#### [Stated task A]
Please answer these questions from the Rhodesia text:
(i) Who presented the draft Resolution to the Security Council?
(ii) On what date did the Prime Minister give his speech in the debate?
(iii) In what form will the legislation to give effect to the Resolution probably be introduced?
#### [Stated task B]
Edit a passage of the Rhodesia text. Begin at the words "As the House", stop after "the OFFICIAL REPORT.", and change "Permanent Representative" to "Ambassador".
#### [Stated task C]
Say whether each statement agrees with the Rhodesia text, giving yes or no and quoting the deciding words:
(i) The Secretary-General would have a narrower supervisory role than under the existing resolution.
(ii) Several of the travel provisions contain exceptions on humanitarian grounds.
(iii) The first operative paragraph covers imports of Rhodesian goods that are only in transit.

BEGIN Reading text

As the House is aware, our Permanent Representative at the United Nations, my right hon. and noble Friend Lord Caradon, yesterday presented a draft Resolution on Rhodesia to the Security Council. I will circulate the text of that Resolution in the OFFICIAL REPORT.
My right hon. Friend the Prime Minister explained our general position on these matters to the House in his statement of 14th March and in his speech in the debate on 27th March. The draft Resolution put forward by Lord Caradon follows the lines indicated by the Prime Minister.
The first operative paragraph of our draft Resolution requires all member State of the United Nations and other countries to whom the Resolution applies to place the same prohibitions on trade with Rhodesia as we have applied to our own trade. This paragraph of our draft specifically catches imports of Rhodesian goods even if they are only in transit or in what are called "free ports"; this is designed to block some methods of evading sanctions which experience has shown to be of importance.
The second operative paragraph similarly requires other countries to take measures similar to those which we have been applying through our exchange control system.
The parts of the draft Resolution dealing with travel requires States to deny entry to persons relying on a Rhodesian passport as well as to known sanctions breakers and active supporters of the illegal régime. The main point which I would wish to make here is that many countries would find it impossible to deny entry to their own citizens, and we would not propose to do so except in the closely defined circumstances in the draft Resolution. The House will note that several of these provisions contain exceptions on humanitarian grounds.
The remainder of the draft Resolution is concerned with the implementation of the proposed decisions which I have just described. The Secretary-General of the United Nations is charged with a wider supervisory rôle than under the existing resolution and a Committee of the Council would be set up to evaluate his reports.
As has been made clear on many occasions our objective remains the achievement of a just and honourable solution of the Rhodesia problem. I believe that the adoption of this Resolution by the Security Council will be a valuable and important step to that end.
When a Resolution has been passed by the Security Council Her Majesty's Government will introduce to Parliament any legislation, probably in the form of an Order in Council, required to give effect to it so far as this country is concerned. There will, of course, then, as on previous occasions, be an opportunity for Parliament to express its view on that legislation.
I assure the House that, as my right hon. Friend the Prime Minister said in the debate on 27th March, we are
…prepared to have talks with any responsible persons in Rhodesia who are prepared to discuss with us a settlement on the basis of our agreed principles—people, that is, who can be trusted beyond the letter of a legal agreement to make these principles effective. We shall be prepared to talk, be it soon or later, when those conditions exist ".—[OFFICIAL REPORT, 27th March, 1968; Vol. 761, c. 1567.]
In spite of what the right hon. Gentleman said in the wording of his statement, can he say whether it is the purpose of Her Majesty's Government to induce a moderate frame of mind in Rhodesia, as the Prime Minister declared, so that they may move towards a settlement with this country, or whether it has the vindictive objective of destroying the Rhodesian economy? If it is the latter, do not the Government realise how futile this is so long as the South African and Portuguese supply routes are open? Do the Government realise that if there are any victims they will be African labour, the people we are trying to help?
If the ultimate purpose is to bring Rhodesia back into legal relationship with Britain, can one imagine anything more psychologically stupid than to try to stop people from travelling to and fro? The Government's proposal will, I suppose, have to go forward, but will the right hon. Gentleman at least instruct Lord Caradon to take these travel provisions out of the U.N. Resolution?

END Reading text
BEGIN Entries provided

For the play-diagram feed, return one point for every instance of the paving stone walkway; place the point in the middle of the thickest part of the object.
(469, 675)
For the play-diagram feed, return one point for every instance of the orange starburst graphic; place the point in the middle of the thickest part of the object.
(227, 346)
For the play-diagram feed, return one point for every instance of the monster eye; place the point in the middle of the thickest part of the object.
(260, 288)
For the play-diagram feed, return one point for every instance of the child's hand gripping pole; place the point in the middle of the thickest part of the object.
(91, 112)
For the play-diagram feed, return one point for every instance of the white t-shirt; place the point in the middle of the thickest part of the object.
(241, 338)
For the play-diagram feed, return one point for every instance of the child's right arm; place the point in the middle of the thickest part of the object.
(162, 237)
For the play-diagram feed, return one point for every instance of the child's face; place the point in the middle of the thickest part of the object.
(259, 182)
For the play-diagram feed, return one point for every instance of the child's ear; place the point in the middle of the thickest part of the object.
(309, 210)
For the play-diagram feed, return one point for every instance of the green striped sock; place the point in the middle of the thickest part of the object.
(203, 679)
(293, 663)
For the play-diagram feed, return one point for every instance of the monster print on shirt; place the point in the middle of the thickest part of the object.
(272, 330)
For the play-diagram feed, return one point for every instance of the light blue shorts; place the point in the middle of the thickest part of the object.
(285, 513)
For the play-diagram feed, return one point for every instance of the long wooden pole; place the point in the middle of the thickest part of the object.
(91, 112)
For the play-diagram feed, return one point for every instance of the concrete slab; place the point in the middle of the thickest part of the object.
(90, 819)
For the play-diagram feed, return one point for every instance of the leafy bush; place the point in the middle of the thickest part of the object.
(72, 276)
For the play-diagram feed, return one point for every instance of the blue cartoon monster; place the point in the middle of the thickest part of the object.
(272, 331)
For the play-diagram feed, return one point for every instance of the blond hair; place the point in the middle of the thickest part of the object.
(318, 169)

END Entries provided

#### [Solution A]
(i) Lord Caradon
(ii) 27th March
(iii) An Order in Council

#### [Solution B]
As the House is aware, our Ambassador at the United Nations, my right hon. and noble Friend Lord Caradon, yesterday presented a draft Resolution on Rhodesia to the Security Council. I will circulate the text of that Resolution in the OFFICIAL REPORT.

#### [Solution C]
(i) No: "charged with a wider supervisory rôle than under the existing resolution"
(ii) Yes: "several of these provisions contain exceptions on humanitarian grounds"
(iii) Yes: "specifically catches imports of Rhodesian goods even if they are only in transit"